(短い練習 A): エントリの先頭から「5,273,681,1166」を含む行まで（その行も含む）を、一字も変えずに書き写してください。
++++++++
一葉一楽

寺社百景

吉備津彦神社 ー 尾張造

2019-10-25 11:00:40 | 神社
吉備津彦神社は備前一宮であった。一宮と認識された時期は不明であるが「左経記」寛仁元年(1017)の条に「・・・、其次備前吉備津宮神主被叙外従五位下、・・・」とあるのが吉備津彦神社の初見であると云われいる(「中世諸国一宮制の基礎的研究」中世諸国一宮制研究会編 2000)。規模など不明である。寛弘九年(1005)の「備前吉備津神社縁起写」には「正宮、本宮、拝殿、舞殿、・・、廻廊、二階楼門、・・、西国旅所第一之社観」とあるが、建武、文安、文亀と書写が繰り返されており、時代を同定するのは難しい。鎌倉初期には、「作善集」に「備前国常行堂」と重源は作善の一つに挙げている。
++++++++
(短い練習 B): 出典では、吉備津彦神社の初見とされる「左経記」の記述は何年の条にありますか。

(入力データ):
++++++++
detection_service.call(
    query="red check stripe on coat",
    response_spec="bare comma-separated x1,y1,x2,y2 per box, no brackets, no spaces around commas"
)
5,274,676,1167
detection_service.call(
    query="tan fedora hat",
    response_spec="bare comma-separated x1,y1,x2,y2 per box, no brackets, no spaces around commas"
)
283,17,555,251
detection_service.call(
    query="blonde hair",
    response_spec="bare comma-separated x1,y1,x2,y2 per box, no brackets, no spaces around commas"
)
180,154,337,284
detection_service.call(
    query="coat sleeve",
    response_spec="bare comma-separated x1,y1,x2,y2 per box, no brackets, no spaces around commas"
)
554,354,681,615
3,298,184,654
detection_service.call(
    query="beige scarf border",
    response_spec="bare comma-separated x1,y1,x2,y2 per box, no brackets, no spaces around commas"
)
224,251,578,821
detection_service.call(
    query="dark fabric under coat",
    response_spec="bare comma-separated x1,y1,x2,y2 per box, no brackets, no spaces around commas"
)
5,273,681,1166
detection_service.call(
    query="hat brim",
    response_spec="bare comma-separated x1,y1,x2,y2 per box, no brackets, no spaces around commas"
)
++++++++
(出力全文 A):
detection_service.call(
    query="red check stripe on coat",
    response_spec="bare comma-separated x1,y1,x2,y2 per box, no brackets, no spaces around commas"
)
5,274,676,1167
detection_service.call(
    query="tan fedora hat",
    response_spec="bare comma-separated x1,y1,x2,y2 per box, no brackets, no spaces around commas"
)
283,17,555,251
detection_service.call(
    query="blonde hair",
    response_spec="bare comma-separated x1,y1,x2,y2 per box, no brackets, no spaces around commas"
)
180,154,337,284
detection_service.call(
    query="coat sleeve",
    response_spec="bare comma-separated x1,y1,x2,y2 per box, no brackets, no spaces around commas"
)
554,354,681,615
3,298,184,654
detection_service.call(
    query="beige scarf border",
    response_spec="bare comma-separated x1,y1,x2,y2 per box, no brackets, no spaces around commas"
)
224,251,578,821
detection_service.call(
    query="dark fabric under coat",
    response_spec="bare comma-separated x1,y1,x2,y2 per box, no brackets, no spaces around commas"
)
5,273,681,1166

(出力全文 B): 寛仁元年(1017)の条です。